Financial Mail and Business Day

Regulator gets report on cheap options

Tamar Kahn kahnt@businesslive.co.za

The medical scheme regulator says it has submitted its longawaited report on cheap, pareddown medical scheme options to health minister Joe Phaahla.

The Council for Medical Schemes (CMS) has since 2015 overseen the development of a low-cost benefit option (LCBO) framework that will allow schemes to offer cheap primary healthcare cover. This requires exempting schemes from Medical Schemes Act requirements that they must provide cover for a much broader range of services, known as prescribed minimum benefits.

The report may have farreaching implications for the medical schemes sector as millions of people who cannot afford medical scheme membership could benefit from LCBO products.

Medical scheme membership has hovered around the 9million mark for more than a decade, leaving a steadily increasing majority to depend on underresourced state hospitals and clinics. The poor state of public healthcare has been described in harrowing detail in several high-profile probes.

The CMS briefed the minister on Wednesday, and handed over its report with its “various options and recommendations”.

The CMS declined to release the document, saying it is the minister’s prerogative. His spokesperson, Doctor Tshwale, said the minister needs time to read the report and consider its recommendations, and will then release it.

> _Exercise data_
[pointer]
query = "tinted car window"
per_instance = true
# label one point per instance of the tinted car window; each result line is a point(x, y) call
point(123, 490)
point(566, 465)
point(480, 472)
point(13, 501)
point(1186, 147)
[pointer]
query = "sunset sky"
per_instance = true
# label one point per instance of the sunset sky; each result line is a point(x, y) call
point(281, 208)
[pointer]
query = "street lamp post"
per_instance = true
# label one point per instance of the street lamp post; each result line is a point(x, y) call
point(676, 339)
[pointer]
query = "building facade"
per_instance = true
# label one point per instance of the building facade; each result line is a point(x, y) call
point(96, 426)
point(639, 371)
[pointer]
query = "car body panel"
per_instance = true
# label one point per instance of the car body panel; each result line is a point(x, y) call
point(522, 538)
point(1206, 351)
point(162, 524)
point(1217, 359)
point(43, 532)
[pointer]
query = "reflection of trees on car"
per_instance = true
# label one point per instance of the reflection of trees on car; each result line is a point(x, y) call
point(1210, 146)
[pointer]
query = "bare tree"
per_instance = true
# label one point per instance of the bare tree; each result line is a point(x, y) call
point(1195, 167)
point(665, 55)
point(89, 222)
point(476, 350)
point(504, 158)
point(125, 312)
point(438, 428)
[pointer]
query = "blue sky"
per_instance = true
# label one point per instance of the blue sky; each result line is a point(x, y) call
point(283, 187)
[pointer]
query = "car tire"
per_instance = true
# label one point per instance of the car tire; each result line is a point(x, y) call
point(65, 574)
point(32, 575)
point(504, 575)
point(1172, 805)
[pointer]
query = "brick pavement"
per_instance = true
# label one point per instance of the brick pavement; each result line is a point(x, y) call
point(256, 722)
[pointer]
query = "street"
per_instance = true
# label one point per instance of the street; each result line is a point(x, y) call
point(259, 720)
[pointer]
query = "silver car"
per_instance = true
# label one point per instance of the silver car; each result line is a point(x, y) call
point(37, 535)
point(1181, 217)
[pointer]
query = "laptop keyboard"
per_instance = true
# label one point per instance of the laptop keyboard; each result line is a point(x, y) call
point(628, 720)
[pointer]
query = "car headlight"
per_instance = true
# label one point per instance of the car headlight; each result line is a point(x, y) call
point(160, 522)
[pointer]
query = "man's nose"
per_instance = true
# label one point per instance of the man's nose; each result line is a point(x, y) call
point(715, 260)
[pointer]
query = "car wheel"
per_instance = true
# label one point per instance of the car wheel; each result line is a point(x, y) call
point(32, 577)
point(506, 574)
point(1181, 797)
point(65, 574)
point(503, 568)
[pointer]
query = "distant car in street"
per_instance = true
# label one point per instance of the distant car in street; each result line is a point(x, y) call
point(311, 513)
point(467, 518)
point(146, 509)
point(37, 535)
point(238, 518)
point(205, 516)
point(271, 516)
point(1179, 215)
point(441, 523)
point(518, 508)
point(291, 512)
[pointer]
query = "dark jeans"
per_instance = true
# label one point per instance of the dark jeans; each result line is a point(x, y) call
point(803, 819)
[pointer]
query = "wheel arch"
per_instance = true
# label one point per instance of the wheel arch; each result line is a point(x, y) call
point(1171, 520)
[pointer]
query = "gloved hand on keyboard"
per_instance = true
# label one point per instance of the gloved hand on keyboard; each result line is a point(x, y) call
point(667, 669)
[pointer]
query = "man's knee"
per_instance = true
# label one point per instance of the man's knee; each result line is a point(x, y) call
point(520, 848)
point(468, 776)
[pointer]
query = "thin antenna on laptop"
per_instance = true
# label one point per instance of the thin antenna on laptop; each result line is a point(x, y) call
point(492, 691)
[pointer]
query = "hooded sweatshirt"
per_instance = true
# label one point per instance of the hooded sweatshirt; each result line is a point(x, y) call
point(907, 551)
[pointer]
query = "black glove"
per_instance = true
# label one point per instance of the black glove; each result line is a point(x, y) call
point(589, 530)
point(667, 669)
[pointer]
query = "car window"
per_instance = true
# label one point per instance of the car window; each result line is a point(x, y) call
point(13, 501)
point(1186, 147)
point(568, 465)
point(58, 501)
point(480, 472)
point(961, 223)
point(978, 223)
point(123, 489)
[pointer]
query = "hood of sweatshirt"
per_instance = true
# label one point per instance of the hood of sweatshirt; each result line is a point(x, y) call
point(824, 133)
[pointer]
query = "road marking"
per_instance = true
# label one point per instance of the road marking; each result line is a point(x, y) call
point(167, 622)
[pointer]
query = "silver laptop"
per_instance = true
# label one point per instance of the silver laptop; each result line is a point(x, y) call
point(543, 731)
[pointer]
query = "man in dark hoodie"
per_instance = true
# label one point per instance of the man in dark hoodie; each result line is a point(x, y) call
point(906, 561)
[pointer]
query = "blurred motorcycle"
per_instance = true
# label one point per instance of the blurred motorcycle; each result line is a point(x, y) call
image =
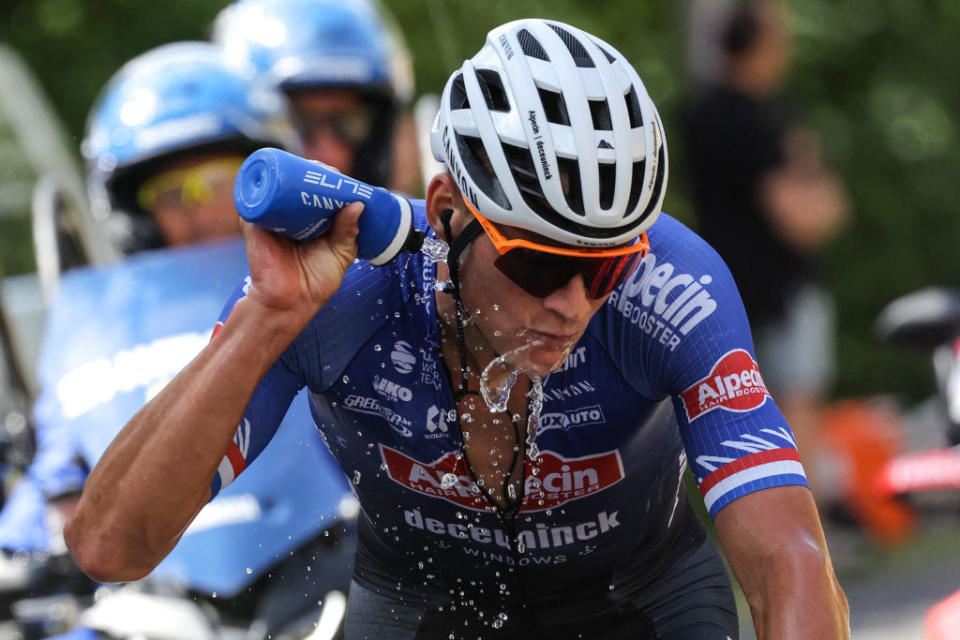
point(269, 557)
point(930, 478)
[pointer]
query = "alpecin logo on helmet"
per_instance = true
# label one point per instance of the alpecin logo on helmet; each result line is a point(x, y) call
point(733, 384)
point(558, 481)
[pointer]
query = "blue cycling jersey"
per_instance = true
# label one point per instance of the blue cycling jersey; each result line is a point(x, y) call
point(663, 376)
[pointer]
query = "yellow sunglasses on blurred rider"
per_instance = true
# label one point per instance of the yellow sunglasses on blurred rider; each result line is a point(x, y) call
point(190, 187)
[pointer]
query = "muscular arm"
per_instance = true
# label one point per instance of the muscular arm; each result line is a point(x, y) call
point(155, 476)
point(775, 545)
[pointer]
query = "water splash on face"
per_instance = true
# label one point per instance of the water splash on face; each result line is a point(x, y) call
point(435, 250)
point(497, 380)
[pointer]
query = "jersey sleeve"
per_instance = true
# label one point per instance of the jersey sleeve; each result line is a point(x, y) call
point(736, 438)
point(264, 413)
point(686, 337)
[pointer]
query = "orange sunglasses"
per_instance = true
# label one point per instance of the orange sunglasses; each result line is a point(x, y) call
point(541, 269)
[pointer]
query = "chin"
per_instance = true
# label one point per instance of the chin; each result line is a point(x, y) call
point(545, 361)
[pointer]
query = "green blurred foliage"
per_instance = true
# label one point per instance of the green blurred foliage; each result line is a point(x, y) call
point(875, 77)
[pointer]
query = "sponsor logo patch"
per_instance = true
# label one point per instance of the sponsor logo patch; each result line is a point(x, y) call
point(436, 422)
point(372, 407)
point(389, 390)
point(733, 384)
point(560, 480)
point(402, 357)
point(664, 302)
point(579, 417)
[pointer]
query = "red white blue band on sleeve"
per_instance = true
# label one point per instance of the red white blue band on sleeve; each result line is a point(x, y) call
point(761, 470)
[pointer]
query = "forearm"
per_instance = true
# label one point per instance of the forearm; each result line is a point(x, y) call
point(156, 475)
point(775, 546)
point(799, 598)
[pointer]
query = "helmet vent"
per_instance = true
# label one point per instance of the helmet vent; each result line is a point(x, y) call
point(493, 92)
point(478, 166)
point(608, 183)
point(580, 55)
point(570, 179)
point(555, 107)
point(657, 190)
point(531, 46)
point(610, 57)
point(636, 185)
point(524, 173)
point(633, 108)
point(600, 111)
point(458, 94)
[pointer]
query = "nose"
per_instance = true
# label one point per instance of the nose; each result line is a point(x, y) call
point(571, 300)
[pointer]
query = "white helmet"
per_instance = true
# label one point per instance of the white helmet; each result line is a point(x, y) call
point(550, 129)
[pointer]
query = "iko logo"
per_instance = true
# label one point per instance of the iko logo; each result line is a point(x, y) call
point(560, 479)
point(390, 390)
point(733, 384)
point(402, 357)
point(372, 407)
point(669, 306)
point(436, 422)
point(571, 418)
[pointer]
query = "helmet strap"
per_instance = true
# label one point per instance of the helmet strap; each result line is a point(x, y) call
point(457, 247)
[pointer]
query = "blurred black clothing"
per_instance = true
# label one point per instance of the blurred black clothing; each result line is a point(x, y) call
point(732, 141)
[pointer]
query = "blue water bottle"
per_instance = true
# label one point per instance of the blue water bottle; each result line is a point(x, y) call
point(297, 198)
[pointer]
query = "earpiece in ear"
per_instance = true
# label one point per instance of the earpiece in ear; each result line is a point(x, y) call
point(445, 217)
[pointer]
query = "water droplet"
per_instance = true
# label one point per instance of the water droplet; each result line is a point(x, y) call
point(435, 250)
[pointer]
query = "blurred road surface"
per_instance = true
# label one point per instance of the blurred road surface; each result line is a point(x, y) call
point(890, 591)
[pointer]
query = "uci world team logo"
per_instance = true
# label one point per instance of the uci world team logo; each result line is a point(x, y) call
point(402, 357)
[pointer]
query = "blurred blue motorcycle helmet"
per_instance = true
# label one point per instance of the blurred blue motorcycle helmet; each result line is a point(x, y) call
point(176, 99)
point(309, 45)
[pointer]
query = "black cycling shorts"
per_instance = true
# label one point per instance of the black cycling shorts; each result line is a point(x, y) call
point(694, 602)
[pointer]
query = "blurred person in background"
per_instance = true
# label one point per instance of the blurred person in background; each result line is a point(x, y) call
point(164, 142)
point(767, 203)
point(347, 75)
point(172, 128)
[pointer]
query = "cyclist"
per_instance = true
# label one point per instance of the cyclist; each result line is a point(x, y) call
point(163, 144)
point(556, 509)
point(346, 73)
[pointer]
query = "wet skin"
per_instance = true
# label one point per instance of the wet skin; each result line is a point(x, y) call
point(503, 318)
--
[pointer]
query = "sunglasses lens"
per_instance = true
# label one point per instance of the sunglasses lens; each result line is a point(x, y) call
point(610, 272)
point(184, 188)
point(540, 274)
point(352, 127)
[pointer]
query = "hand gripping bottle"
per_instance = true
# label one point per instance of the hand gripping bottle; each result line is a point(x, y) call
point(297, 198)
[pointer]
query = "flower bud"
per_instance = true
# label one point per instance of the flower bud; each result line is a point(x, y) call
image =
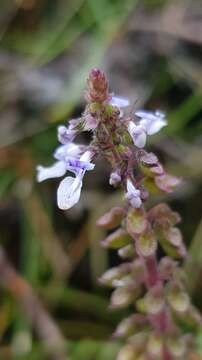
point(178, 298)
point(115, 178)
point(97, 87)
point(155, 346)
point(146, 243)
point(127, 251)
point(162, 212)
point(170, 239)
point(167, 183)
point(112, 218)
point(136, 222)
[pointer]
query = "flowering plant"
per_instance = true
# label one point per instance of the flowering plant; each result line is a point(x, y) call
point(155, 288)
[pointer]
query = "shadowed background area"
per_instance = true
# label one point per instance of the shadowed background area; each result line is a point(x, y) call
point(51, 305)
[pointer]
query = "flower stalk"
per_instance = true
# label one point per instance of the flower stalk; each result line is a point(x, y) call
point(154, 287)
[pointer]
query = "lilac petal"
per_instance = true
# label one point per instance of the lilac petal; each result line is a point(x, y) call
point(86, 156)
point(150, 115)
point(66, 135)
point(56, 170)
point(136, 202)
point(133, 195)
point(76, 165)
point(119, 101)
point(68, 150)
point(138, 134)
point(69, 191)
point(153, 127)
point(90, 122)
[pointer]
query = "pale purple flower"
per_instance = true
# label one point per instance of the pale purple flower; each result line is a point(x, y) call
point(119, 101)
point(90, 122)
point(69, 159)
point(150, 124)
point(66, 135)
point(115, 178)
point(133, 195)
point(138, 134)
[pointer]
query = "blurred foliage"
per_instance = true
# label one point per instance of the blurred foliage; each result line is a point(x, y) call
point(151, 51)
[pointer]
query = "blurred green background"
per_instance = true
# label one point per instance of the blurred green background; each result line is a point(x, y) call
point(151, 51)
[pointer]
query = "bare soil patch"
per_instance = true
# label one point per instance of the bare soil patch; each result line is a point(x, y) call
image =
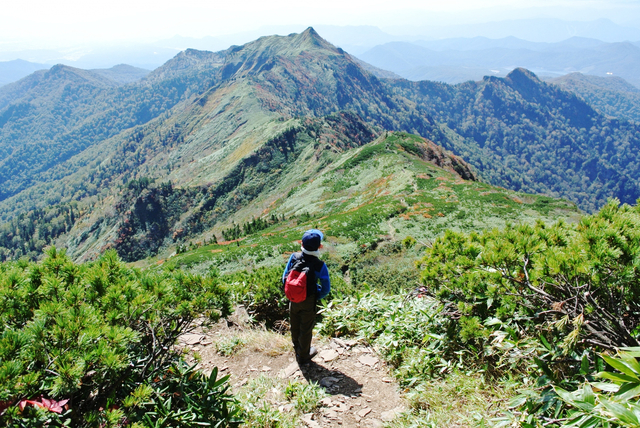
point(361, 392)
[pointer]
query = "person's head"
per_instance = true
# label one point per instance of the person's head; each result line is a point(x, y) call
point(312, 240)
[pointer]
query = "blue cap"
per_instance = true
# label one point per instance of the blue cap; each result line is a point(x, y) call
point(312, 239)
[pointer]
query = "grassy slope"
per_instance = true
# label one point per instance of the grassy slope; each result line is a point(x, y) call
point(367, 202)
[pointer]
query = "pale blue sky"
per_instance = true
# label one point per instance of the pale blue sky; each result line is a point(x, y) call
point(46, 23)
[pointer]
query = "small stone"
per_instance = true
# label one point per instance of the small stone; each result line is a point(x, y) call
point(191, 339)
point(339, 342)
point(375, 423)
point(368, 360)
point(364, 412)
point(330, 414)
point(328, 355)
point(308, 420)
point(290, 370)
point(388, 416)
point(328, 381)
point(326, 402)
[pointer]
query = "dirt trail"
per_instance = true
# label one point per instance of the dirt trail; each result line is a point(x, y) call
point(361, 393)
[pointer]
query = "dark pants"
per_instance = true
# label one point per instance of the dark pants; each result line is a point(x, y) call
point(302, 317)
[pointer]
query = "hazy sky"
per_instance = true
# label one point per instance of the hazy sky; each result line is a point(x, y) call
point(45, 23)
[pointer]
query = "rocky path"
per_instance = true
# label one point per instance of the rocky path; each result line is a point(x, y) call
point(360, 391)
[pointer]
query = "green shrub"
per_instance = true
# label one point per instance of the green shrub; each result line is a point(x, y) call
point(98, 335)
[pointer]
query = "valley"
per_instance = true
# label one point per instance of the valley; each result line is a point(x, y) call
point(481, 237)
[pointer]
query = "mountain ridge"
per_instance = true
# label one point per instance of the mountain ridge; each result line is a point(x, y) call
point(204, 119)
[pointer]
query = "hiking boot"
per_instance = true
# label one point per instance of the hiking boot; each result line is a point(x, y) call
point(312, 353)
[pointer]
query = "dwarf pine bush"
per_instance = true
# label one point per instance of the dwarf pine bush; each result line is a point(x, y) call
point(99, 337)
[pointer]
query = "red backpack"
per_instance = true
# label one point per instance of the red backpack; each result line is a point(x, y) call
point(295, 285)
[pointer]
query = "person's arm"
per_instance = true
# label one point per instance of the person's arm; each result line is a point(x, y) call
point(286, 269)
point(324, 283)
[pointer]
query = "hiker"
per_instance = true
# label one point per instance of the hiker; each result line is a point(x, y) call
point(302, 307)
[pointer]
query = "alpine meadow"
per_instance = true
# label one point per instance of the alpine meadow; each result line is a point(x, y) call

> _Problem 1_
Which people are named in the article on low-cost medical scheme options? List each one with the role the article gives them.
> _Problem 2_
Answer these questions from the article on low-cost medical scheme options:
(a) Since what year has the Council for Medical Schemes overseen the development of the low-cost benefit option framework?
(b) On which day did the Council for Medical Schemes brief the minister?
(c) Around what figure has medical scheme membership hovered for more than a decade?
> _Problem 3_
Can you extend the article on low-cost medical scheme options with a few more paragraphs, beginning after its last sentence?
The rows have no connection to the article on low-cost medical scheme options.

> _Expected answer 1_
Tamar Kahn, the writer in the byline
Joe Phaahla, health minister
Doctor Tshwale, the minister's spokesperson

> _Expected answer 2_
(a) 2015
(b) Wednesday
(c) About 9 million

> _Expected answer 3_
The Board of Healthcare Funders (BHF) said the minister is required to provide it with the report in line with a recent high court settlement. An association for medical schemes and administrators the BHF has been an outspoken critic of the pace at which the CMS has developed the LCBO framework.

In July it obtained a high court order compelling the minister and the CMS to provide it with all their records on LCBOs; the minister agreed, the CMS is challenging the ruling.

BHF head of research Charlton Murove said the potential market for LCBO products ranges from 6-million to 15-million people. He questioned the CMS’s decision to place the ball in the health minister’s court, saying the regulator has the authority to grant exemptions to the Medical Schemes Act and allow schemes to offer LCBO products right away.

Wits governance professor Alex van den Heever said: “The CMS is not an independent regulator and therefore has little interest in attempting to achieve the goals of the act.”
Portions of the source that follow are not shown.